* _Task statement_:
Find the line containing "Study the picture above. For each instance of the cornice". Reproduce it and every line after it up to the end of the records, exactly as written.

═════ Exercise input

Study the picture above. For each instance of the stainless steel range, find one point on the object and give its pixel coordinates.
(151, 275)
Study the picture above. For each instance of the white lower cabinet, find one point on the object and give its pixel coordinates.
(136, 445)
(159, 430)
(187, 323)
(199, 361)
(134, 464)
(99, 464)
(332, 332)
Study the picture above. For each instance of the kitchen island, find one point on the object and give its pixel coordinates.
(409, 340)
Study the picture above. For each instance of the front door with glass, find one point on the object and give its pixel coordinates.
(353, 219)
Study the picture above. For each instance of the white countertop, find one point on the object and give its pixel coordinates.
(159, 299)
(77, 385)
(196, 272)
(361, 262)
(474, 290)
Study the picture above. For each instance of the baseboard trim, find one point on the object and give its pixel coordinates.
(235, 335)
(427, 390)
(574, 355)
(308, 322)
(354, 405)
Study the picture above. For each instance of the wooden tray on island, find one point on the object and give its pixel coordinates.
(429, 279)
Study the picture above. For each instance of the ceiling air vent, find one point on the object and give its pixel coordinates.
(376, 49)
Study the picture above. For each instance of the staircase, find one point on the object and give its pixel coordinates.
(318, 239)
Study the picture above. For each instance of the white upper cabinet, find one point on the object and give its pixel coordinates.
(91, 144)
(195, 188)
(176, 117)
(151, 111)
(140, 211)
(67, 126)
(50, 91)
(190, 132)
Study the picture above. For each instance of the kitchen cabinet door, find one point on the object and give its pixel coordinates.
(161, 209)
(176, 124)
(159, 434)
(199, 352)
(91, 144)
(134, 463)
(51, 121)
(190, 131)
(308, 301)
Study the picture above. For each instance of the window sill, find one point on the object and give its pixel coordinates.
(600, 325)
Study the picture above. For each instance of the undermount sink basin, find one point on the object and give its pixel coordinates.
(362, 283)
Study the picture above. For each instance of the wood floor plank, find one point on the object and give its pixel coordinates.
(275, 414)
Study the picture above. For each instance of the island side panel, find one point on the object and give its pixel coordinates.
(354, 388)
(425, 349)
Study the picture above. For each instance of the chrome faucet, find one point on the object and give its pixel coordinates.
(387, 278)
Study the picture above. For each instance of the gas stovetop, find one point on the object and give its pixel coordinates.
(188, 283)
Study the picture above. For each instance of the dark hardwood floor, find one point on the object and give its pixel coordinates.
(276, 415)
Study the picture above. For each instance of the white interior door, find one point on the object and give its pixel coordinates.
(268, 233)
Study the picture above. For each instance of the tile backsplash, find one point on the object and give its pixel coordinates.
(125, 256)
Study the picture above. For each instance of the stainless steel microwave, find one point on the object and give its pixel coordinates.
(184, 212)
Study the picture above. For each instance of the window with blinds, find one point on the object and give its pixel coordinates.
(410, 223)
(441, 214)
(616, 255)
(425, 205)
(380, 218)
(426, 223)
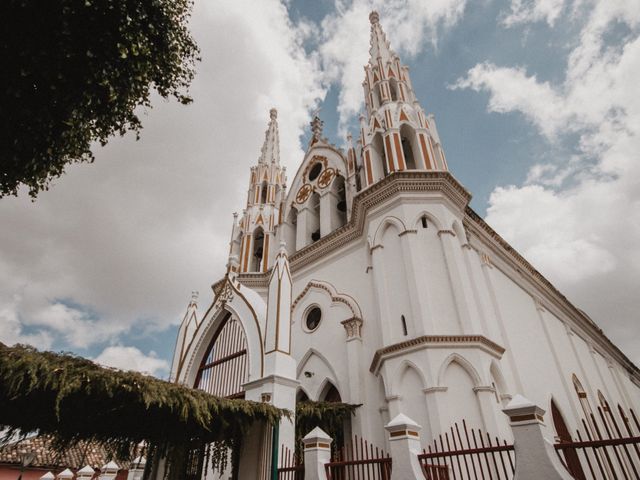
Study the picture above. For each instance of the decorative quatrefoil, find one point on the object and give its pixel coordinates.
(326, 177)
(303, 193)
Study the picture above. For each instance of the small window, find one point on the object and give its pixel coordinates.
(313, 318)
(315, 171)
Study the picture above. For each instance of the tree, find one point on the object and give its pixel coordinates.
(74, 73)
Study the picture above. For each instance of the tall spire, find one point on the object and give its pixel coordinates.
(252, 235)
(396, 134)
(270, 152)
(380, 48)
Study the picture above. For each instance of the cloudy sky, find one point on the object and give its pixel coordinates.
(537, 105)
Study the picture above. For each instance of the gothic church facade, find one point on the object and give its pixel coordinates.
(370, 280)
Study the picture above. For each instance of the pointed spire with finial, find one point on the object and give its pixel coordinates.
(270, 152)
(316, 128)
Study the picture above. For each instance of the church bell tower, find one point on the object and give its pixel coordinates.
(253, 236)
(396, 134)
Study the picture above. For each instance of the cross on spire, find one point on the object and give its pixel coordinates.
(270, 152)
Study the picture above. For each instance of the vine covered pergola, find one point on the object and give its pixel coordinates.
(73, 399)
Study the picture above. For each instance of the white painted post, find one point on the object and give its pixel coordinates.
(535, 456)
(317, 452)
(404, 443)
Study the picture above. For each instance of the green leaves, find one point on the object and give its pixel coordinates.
(75, 71)
(72, 399)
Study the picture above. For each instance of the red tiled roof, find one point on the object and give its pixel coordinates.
(84, 453)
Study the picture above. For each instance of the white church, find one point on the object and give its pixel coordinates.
(369, 280)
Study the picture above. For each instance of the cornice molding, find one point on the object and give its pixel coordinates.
(434, 341)
(501, 249)
(390, 186)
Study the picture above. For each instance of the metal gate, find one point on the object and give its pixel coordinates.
(224, 367)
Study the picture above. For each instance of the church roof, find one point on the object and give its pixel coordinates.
(74, 457)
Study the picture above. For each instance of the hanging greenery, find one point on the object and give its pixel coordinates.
(73, 399)
(329, 416)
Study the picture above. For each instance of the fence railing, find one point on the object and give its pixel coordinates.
(359, 460)
(288, 466)
(467, 454)
(604, 450)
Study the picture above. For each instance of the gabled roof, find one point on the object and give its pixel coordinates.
(75, 457)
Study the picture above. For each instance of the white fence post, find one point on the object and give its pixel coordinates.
(535, 456)
(404, 443)
(317, 452)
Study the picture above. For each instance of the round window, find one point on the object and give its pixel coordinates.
(313, 318)
(315, 171)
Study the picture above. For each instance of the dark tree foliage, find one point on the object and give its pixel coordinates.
(74, 400)
(74, 72)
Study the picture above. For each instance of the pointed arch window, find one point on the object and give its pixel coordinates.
(341, 193)
(562, 433)
(264, 188)
(224, 367)
(314, 217)
(407, 140)
(258, 250)
(393, 88)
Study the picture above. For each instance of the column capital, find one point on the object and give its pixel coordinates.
(353, 327)
(522, 411)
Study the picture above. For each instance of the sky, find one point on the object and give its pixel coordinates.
(536, 103)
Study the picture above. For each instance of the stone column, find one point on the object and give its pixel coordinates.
(329, 218)
(421, 317)
(380, 289)
(317, 452)
(486, 401)
(303, 237)
(535, 456)
(353, 329)
(437, 410)
(404, 443)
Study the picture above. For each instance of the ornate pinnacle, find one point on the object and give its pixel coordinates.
(316, 127)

══════════

* _Result of this task_:
Study the picture above. For each instance of the cornice molding, find one point on the object and give its pixel coordinates.
(434, 341)
(501, 249)
(390, 186)
Study the picture above. For each instance of the metal gate, find one point on the object and give its pixel coordinates.
(224, 367)
Study the picture above. For each instance of the church roof, find one point on the object and give its pixel coordinates.
(74, 457)
Study the picture above. For each instance of the hanging greenery, find one point on the object and give its pixel coordinates.
(73, 399)
(329, 416)
Study the picture above. For each instance of the fence railing, find one point on the object and give its pixel coordinates.
(359, 460)
(288, 466)
(467, 454)
(604, 450)
Study the picture above. For each instance of the gabled roof, find one point on the object and give its pixel coordinates.
(75, 457)
Study the picture above. For each instance of the white fence post, find one point on the object and give its pixel coordinates.
(535, 456)
(404, 443)
(317, 452)
Study the picture above. For each instance of the round window, find one point on the object and give its pixel coordinates.
(313, 318)
(315, 171)
Study the picture above. For each instance of the dark tree foliage, find one point on the object and give its pixel coordinates.
(74, 400)
(74, 72)
Study the picture above. For each instance of the pointed arch window, find one point on the object and give its pixel coordinates.
(341, 193)
(562, 433)
(264, 188)
(224, 367)
(314, 217)
(407, 140)
(258, 250)
(393, 88)
Study the picture above. For each instance of the column capital, find one point on the object and give its pixel coordinates.
(353, 327)
(522, 411)
Study the picture above. For each instance of the sky, find one point on the object and give its pixel coordinates.
(536, 103)
Study the picture above. For each instance of the stone column, find one point on the object and give its pixel coordinates.
(329, 218)
(421, 317)
(380, 289)
(317, 452)
(486, 401)
(303, 237)
(535, 456)
(353, 329)
(437, 410)
(404, 443)
Study the picture above. For each instance of the ornate pinnacle, find one point on the object and give its pixel coordinates.
(316, 127)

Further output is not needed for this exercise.